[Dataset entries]
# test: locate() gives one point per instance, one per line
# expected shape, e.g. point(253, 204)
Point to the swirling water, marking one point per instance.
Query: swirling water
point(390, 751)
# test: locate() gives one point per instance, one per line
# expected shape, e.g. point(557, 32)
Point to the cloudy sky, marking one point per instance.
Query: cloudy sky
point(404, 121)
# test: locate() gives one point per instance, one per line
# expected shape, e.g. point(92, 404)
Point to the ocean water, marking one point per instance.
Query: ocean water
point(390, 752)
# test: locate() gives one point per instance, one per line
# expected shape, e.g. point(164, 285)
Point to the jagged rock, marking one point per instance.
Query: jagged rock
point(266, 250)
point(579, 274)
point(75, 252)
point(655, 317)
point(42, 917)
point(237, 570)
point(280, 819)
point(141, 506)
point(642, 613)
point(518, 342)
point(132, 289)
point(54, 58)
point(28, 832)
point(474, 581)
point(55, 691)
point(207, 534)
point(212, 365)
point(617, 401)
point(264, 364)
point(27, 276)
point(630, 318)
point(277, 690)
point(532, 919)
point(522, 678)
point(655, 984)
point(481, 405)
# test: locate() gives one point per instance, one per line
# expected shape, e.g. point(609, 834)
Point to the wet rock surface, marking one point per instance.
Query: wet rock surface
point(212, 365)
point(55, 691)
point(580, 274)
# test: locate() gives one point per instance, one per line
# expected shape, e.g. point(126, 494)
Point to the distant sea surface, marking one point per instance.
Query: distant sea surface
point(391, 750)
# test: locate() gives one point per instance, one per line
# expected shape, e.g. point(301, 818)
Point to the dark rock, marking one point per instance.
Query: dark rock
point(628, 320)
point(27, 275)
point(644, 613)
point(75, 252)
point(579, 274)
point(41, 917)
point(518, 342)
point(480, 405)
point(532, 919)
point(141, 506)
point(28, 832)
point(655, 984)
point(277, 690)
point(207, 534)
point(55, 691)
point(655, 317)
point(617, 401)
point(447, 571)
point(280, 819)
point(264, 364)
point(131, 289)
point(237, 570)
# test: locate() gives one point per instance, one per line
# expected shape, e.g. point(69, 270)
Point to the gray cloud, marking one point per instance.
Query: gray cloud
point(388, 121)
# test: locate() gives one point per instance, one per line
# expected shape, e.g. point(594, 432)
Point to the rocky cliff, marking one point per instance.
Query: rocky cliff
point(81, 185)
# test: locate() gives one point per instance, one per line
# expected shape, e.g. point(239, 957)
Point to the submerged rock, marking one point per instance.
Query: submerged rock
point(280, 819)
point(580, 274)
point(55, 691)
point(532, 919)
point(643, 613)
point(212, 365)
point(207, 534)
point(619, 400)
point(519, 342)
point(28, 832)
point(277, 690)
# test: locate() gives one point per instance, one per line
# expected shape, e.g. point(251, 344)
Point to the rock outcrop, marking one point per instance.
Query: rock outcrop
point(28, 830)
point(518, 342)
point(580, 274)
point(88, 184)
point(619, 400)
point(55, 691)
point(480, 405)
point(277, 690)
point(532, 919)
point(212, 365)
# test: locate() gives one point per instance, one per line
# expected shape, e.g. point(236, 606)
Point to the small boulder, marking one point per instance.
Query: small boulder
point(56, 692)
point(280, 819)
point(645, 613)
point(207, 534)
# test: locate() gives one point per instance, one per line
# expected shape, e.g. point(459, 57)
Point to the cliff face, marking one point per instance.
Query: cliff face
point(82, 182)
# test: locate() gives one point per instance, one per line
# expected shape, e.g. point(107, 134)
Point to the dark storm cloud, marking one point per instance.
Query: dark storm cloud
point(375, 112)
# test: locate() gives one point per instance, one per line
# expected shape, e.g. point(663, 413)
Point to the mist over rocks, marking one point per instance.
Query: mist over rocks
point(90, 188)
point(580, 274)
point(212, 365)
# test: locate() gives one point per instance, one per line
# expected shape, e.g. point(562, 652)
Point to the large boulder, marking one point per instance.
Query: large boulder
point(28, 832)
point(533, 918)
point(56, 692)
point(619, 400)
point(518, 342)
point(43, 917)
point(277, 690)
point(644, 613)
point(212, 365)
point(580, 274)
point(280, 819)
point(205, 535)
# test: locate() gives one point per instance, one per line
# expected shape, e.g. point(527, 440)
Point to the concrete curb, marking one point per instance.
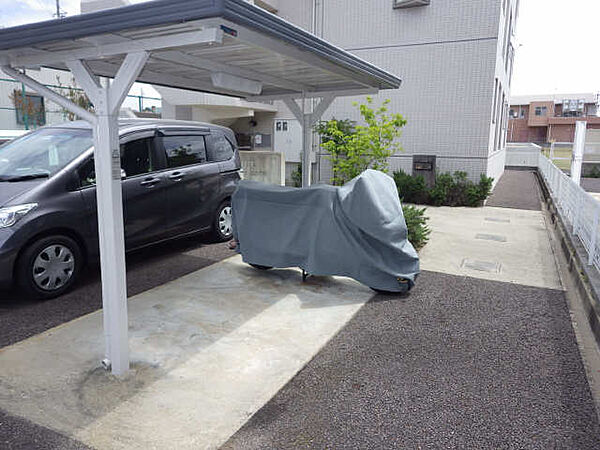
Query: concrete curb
point(585, 278)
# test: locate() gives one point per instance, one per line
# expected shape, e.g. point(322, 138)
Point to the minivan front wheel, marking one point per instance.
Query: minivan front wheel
point(223, 223)
point(49, 267)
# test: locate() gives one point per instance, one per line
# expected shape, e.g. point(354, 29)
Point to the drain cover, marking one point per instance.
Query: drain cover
point(497, 219)
point(481, 266)
point(491, 237)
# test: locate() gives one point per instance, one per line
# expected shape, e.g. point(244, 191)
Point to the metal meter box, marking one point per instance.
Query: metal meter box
point(424, 165)
point(410, 3)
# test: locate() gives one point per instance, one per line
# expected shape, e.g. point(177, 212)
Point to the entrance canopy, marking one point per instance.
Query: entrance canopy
point(221, 46)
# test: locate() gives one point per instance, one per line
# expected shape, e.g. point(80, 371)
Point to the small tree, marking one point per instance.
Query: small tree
point(355, 148)
point(76, 96)
point(29, 112)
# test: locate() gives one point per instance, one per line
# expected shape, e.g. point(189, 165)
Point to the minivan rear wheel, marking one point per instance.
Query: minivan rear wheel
point(222, 222)
point(49, 267)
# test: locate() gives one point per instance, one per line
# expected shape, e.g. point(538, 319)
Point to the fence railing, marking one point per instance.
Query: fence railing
point(579, 210)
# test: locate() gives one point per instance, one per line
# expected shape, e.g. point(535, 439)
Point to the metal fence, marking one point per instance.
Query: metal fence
point(578, 209)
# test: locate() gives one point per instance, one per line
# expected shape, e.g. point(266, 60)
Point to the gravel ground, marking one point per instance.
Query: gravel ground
point(20, 319)
point(516, 189)
point(459, 363)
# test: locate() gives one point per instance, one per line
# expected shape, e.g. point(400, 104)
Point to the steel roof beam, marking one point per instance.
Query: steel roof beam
point(208, 36)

What is needed
All of the records should be set down exactly, minus the pictures they hold.

Reply to the task
# test: locate() gives one point per instance, one per line
# expected shape, e.g. point(253, 204)
Point to the swirling water, marking one point per instance.
Query: swirling water
point(390, 751)
# test: locate() gives one point per instance, one per line
# expected shape, e.g. point(557, 32)
Point to the cloudy sky, marking one point per instance.
Query: cloudy sky
point(404, 121)
# test: locate() gives one point per instance, one per line
# expected shape, e.g. point(92, 404)
Point to the ocean water, marking one point per instance.
Query: ocean water
point(390, 752)
# test: locate() gives one point per instance, one per line
# expected shape, e.g. point(164, 285)
Point to the jagged rock, marking one point per instance.
Query: jagged rock
point(266, 250)
point(579, 274)
point(75, 252)
point(655, 317)
point(42, 917)
point(237, 570)
point(280, 819)
point(141, 506)
point(642, 613)
point(518, 342)
point(132, 289)
point(54, 58)
point(28, 832)
point(474, 581)
point(55, 691)
point(207, 534)
point(212, 365)
point(617, 401)
point(264, 364)
point(27, 276)
point(630, 318)
point(277, 690)
point(532, 919)
point(522, 678)
point(655, 984)
point(481, 405)
# test: locate() gives one point per instance, one per line
# expected shape, e.g. point(609, 834)
Point to the wet rock surface, marking one point per instance.
Query: wet rock surface
point(212, 365)
point(55, 691)
point(580, 274)
# test: locate() gives one point per instance, one per line
# expected shape, e.g. point(126, 494)
Point to the distant sea surface, marking one point per instance.
Query: distant sea surface
point(391, 750)
# test: locate() gives one point per instance, one per line
# expected shape, e.g. point(301, 818)
Point to the dark rock, marking one point per instance.
Query: dark rock
point(628, 320)
point(27, 275)
point(644, 613)
point(75, 252)
point(579, 274)
point(41, 917)
point(518, 342)
point(480, 405)
point(532, 919)
point(141, 506)
point(28, 832)
point(655, 984)
point(277, 690)
point(207, 534)
point(55, 691)
point(655, 317)
point(617, 401)
point(447, 571)
point(280, 819)
point(264, 364)
point(131, 289)
point(237, 570)
# test: locate() gives one point per instance, one per line
# expected shape, e.g. point(69, 270)
Point to the gray cloud, marking one point per instance.
Query: gray cloud
point(388, 121)
# test: locate() gives one point per instance, one per line
# expected shape, e.g. point(594, 432)
Point to the rocky cliff, marking one point per instance.
Query: rocky cliff
point(81, 185)
# test: locate() gives one point per instance, one per line
# expected shape, e.g. point(239, 957)
Point to the submerged rock, marking one point per instance.
Query: submerged rock
point(280, 819)
point(580, 274)
point(55, 691)
point(532, 919)
point(643, 613)
point(212, 365)
point(207, 534)
point(619, 400)
point(519, 342)
point(28, 832)
point(277, 690)
# test: locate() gives one point per instance, one per line
# expected shape, e.g. point(251, 344)
Point to the rock outcrop, marking one point per instance.
Query: rock outcrop
point(28, 830)
point(518, 342)
point(580, 274)
point(88, 184)
point(619, 400)
point(55, 691)
point(480, 405)
point(277, 690)
point(532, 919)
point(212, 365)
# test: locate() gives one point per instance, one per line
# expected shape, e.g. point(236, 606)
Point to the small boulder, marking one point per instance.
Query: small boulder
point(56, 692)
point(280, 819)
point(645, 613)
point(207, 534)
# test: locate() gives one point per instance, one per line
# expected shape, e.g. point(459, 57)
Point to the cliff face, marking one point per instance.
Query: cliff face
point(82, 182)
# test: locate() gives one point per instance, one per line
# expected shape, e.g. point(107, 134)
Point to the dark storm cloud, marking one point per instance.
Query: dark storm cloud
point(375, 112)
# test: locate() gives one point per instance, one per line
# expected shape, e.g. point(663, 413)
Point to the mist over rocks, marking one point per instance.
Query: mist over rocks
point(90, 188)
point(580, 274)
point(212, 365)
# test: locate() gives one point per instance, one per line
# expected shape, e.g. point(562, 652)
Point to the large boulder, marking one point per instance.
Query: large boulder
point(28, 832)
point(533, 918)
point(56, 692)
point(619, 400)
point(518, 342)
point(43, 917)
point(277, 690)
point(644, 613)
point(212, 365)
point(580, 274)
point(280, 819)
point(205, 535)
# test: locate() gives one point per instance, one per line
# expected shape, e.g. point(527, 440)
Point to the concrete curb, marking one point per instance.
Query: concrete curb
point(585, 278)
# test: locate() gives one point per instance, one per line
# expected shape, e.g. point(322, 138)
Point to the minivan front wheel, marking one point per instance.
Query: minivan front wheel
point(223, 223)
point(49, 267)
# test: locate() gives one point per instance, one per line
# expected shape, e.g. point(354, 29)
Point to the drain cover, marking one point per instance.
Query: drain cover
point(497, 219)
point(481, 266)
point(491, 237)
# test: locate() gives one point per instance, one per line
# expected shape, e.g. point(244, 191)
Point to the metal meter box, marking one point per instance.
Query: metal meter box
point(424, 165)
point(410, 3)
# test: locate() gives one point per instance, one per line
# expected shape, e.g. point(177, 212)
Point to the entrance canopy, marking one point per instance.
Query: entrance canopy
point(221, 46)
# test: locate() gives one point per instance, one per line
# expected shape, e.g. point(80, 371)
Point to the small tree, marking one point per instance.
Query: small tree
point(355, 148)
point(76, 96)
point(29, 112)
# test: locate() gives one point per instance, one per line
# expected shape, e.g. point(189, 165)
Point to the minivan rear wheel, marking one point per instance.
Query: minivan rear wheel
point(222, 222)
point(49, 267)
# test: locate() gives one point per instance, one per line
# expected shape, e.g. point(538, 319)
Point to the fence railing, marking one point per instance.
Query: fence railing
point(579, 210)
# test: locate() gives one point per instance, one per line
# expected shape, e.g. point(535, 439)
Point to the metal fence, marking one point per instance.
Query: metal fence
point(578, 209)
# test: locate() gives one point per instance, one per line
# expected shape, e.g. point(266, 60)
Point to the gravel ground, marking one point per instance.
Query: gravel ground
point(20, 319)
point(516, 189)
point(459, 363)
# test: locate() gives one point per instance, one per line
# expected shape, e.g. point(400, 104)
Point to the steel roof beam, marking one point per instance.
Query: steel roof beam
point(208, 36)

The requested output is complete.